» **TEXT SECTION**:
-- START --
My boots crunched in shingle as I walked down to the water’s edge. A nearby rock provided the perfect seat and opportunity to press my flask of tea into service. The little secluded cove was a lovely spot. There was, once again, evidence of sea coal and great cliffs of red rock rose into the bluest of skies.
The waves rolled lazily onto the shore and birds bobbed up and down on a faint swell. The gentle, ceaseless movement of the sea, the warm sun, made this a very enjoyable tea break.
I yawned and stretched and then poured another cuppa. More people had come down the stairs with their dogs. The canines couldn’t wait to get into the water. I smiled, the dogs love the outdoor life.
I could have sat there all morning, enjoying the sunshine, but had the best part of a day’s walking ahead! On scrambling down from the rock something caught me eye. There were many brightly coloured seashells on the shore and I picked up a couple, turning them over in my hand.
The shells were exquisite, worn smooth by the waves. I held one up to my ear, smiling. It was years since I’d done that and of course you really can hear the sea!
Then I headed back to the stairs, boots crunching loudly in the stones. The old chap who had given me directions was right – it was a heck of a climb from the beach! But it was worth it.
-- END --
» **GIVEN INSTRUCTION A**:
Switch "Query" to "Label" throughout all the data items below and change nothing else.

Data items:
-- START --
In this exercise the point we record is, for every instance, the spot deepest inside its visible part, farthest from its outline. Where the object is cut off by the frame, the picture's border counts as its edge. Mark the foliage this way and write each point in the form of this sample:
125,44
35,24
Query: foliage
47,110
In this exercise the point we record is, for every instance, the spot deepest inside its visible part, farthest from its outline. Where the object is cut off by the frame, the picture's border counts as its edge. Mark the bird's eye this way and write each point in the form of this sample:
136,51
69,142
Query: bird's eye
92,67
-- END --
» **GIVEN INSTRUCTION B**:
Please answer these questions from the passage about the cove:
(i) What color was the rock of the great cliffs?
(ii) What did the people coming down the stairs have with them?
(iii) What had worn the seashells smooth?

» **EXERCISE RESULT A**:
In this exercise the point we record is, for every instance, the spot deepest inside its visible part, farthest from its outline. Where the object is cut off by the frame, the picture's border counts as its edge. Mark the foliage this way and write each point in the form of this sample:
125,44
35,24
Label: foliage
47,110
In this exercise the point we record is, for every instance, the spot deepest inside its visible part, farthest from its outline. Where the object is cut off by the frame, the picture's border counts as its edge. Mark the bird's eye this way and write each point in the form of this sample:
136,51
69,142
Label: bird's eye
92,67

» **EXERCISE RESULT B**:
(i) Red
(ii) Their dogs
(iii) The waves